→ Liste des exercices:
1. Répondez aux questions suivantes d'après le compte rendu du livre d'Yvan Lamonde.
(a) Selon Lamonde, à quelle attitude des Canadiens français tient l'échec des projets radicaux ?
(b) Combien de pages compte le livre de Lamonde ?
(c) Dans quel but les références n'ont-elles pas été placées en notes en bas de page ?
2. Rédigez la suite du compte rendu du livre d'Yvan Lamonde, en reprenant après sa dernière phrase.

→ Texte proposé:
En conclusion, Lamonde insiste particulièrement sur le rôle (néfaste) du colonialisme et plus encore d’un certain nationalisme culturel, loyaliste et clérical dans l’histoire du Québec. Selon lui, « [l]a dissociation des synonymes que sont alors le catholicisme et le nationalisme, synonymie qui prévaut depuis 1840, est la brèche par laquelle entre la modernité » (p. 240). Il explique l’échec des projets radicaux (patriotes, indépendantistes, laïcistes, etc.) par l’attitude fondamentalement réformiste des Canadiens français, héritée du colonialisme britannique et du catholicisme. Le livre s’achève sur une ouverture assez abstraite, qui pose le défi de la « coalescence » du traditionalisme et du modernisme dans la trajectoire intellectuelle du Québec, « dont il faudra un jour se demander où elle tombe et pour quelles raisons » (p. 245).
Il fallait remonter aux livres de Fernande Roy (Histoire des idéologies au Québec aux XIXe et XXe siècles, Boréal, 1993), de Georges Vincenthier (Histoire des idées au Québec, des troubles de 1837 au référendum de 1980, VLB éditeur, 1983) et de Denis Monière (Le développement des idéologies au Québec, des origines à nos jours, Éditions Québec-Amérique, 1977) pour obtenir un regard global et synthétique sur l’histoire des idées au Québec. Voilà donc une publication fort bienvenue, tout à fait pertinente, qui offre d’ailleurs une belle porte d’entrée à l’oeuvre d’Yvan Lamonde. Résumer le contenu de quatre imposantes synthèses, dépassant plus de 1650 pages et couvrant près de deux siècles, en un livre de 250 pages représente une impressionnante réalisation. L’auteur se démarque sans surprise par une connaissance de fond des réseaux intellectuels québécois, ainsi que par sa remarquable érudition. Les cercles politiques, la presse et les milieux culturels présentés sont tous bien mobilisés et imbriqués les uns aux autres. L’ère patriote et la crise spirituelle du XXe siècle figurent certainement parmi les passages les plus stimulants, et rappellent la complexité et la diversité du monde intellectuel et politique canadien-français. Pour alléger l’ouvrage et le rendre plus accessible, les références n’ont pas été incluses en notes en bas de page, et la bibliographie demeure très mince : le lecteur est invité à consulter la quadrilogie originale pour prendre connaissance du matériel utilisé.

→ Lignes d'un jeu de données d'annotation:
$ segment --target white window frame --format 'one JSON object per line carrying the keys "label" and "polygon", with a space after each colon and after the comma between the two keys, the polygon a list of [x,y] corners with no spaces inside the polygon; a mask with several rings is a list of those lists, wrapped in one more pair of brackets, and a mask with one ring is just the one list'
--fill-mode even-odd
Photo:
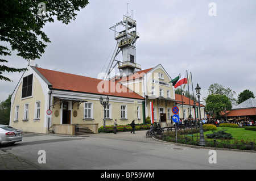
{"label": "white window frame", "polygon": [[155,95],[155,87],[154,86],[151,87],[151,95]]}
{"label": "white window frame", "polygon": [[[123,106],[124,109],[122,107]],[[123,117],[125,116],[125,117]],[[121,105],[120,106],[120,118],[127,119],[127,105]]]}
{"label": "white window frame", "polygon": [[137,106],[137,118],[141,119],[141,107]]}
{"label": "white window frame", "polygon": [[[105,113],[105,119],[112,119],[112,105],[108,104],[106,106]],[[109,111],[109,117],[108,117],[108,111]]]}
{"label": "white window frame", "polygon": [[171,108],[167,108],[167,113],[168,113],[168,118],[167,119],[171,119],[171,112],[172,112]]}
{"label": "white window frame", "polygon": [[170,90],[167,90],[167,98],[171,98],[171,94]]}
{"label": "white window frame", "polygon": [[163,89],[159,89],[159,97],[163,97]]}
{"label": "white window frame", "polygon": [[154,119],[156,120],[156,107],[153,107]]}
{"label": "white window frame", "polygon": [[[27,107],[26,106],[27,105]],[[29,104],[26,103],[24,104],[24,120],[28,120],[28,111],[29,111]]]}
{"label": "white window frame", "polygon": [[158,78],[161,79],[163,79],[163,74],[161,73],[158,73]]}
{"label": "white window frame", "polygon": [[[38,107],[38,104],[39,104],[39,107]],[[36,101],[35,103],[35,117],[34,117],[35,119],[40,119],[40,108],[41,108],[41,102]]]}
{"label": "white window frame", "polygon": [[18,121],[19,120],[19,106],[15,106],[15,115],[14,117],[14,121]]}
{"label": "white window frame", "polygon": [[[90,104],[90,107],[89,108],[88,107],[85,107],[85,105],[89,105]],[[90,102],[86,102],[84,103],[84,119],[93,119],[93,103],[90,103]],[[89,110],[90,110],[90,116],[89,117]],[[87,113],[87,117],[85,117],[85,112],[86,112]]]}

→ Réponses par exercice:
1.
(a) À leur attitude fondamentalement réformiste, héritée du colonialisme britannique et du catholicisme.
(b) Il compte 250 pages.
(c) Pour alléger l'ouvrage et le rendre plus accessible.

2.
Devant l’ampleur du sujet abordé, l’auteur a dû faire des choix : une description exhaustive et complète de l’histoire des idées au Québec relevait de l’impossible. Ces choix ne sont toutefois ni présentés ni justifiés. On verra, par exemple, l’ouvrage se concentrer exclusivement sur le discours des élites francophones, écartant tous les autres groupes ethnolinguistiques qui habitaient le territoire québécois (anglophones, Autochtones, minorités culturelles, etc.). La période 1839-1930 souffre de plusieurs manques : Lamonde effleure à peine la pensée des libéraux modérés ou des conservateurs, et un personnage politique aussi marquant qu’Honoré Mercier ne se trouve jamais mentionné. Plus loin, Jean Lesage est quant à lui réduit à une déclaration somme toute très secondaire sur le bien-fondé du catholicisme. L’auteur accorde une attention excessive aux polémiques, pamphlets, controverses entre journalistes et penseurs, conférant peut-être à certains courants de pensée radicaux une importance disproportionnée dans l’écosystème idéologique québécois. La trame chronologique demeure très dense, truffée de personnages et de références historiques qu’un lecteur amateur ne reconnaîtra vraisemblablement pas tous. Les idées elles-mêmes ne sont que rarement conceptualisées : bien que l’auteur présente le catholicisme, le libéralisme et le nationalisme comme les trois piliers idéologiques du Canada français, jamais ils ne sont décortiqués pour eux-mêmes – pas plus que le conservatisme, l’anticléricalisme ou le personnalisme chrétien, d’ailleurs. Le choix d’écarter la période de la Nouvelle-France, justifié pour motif d’insuffisance historiographique, semble également procéder de la vision moderniste propre à Lamonde. En effet, selon lui, le processus de modernisation commencerait avec l’introduction du parlementarisme et de la presse, donc après la Conquête. Cette épistémologie moderniste aurait pu être davantage détaillée, ne serait-ce que pour mieux justifier les choix de l’auteur.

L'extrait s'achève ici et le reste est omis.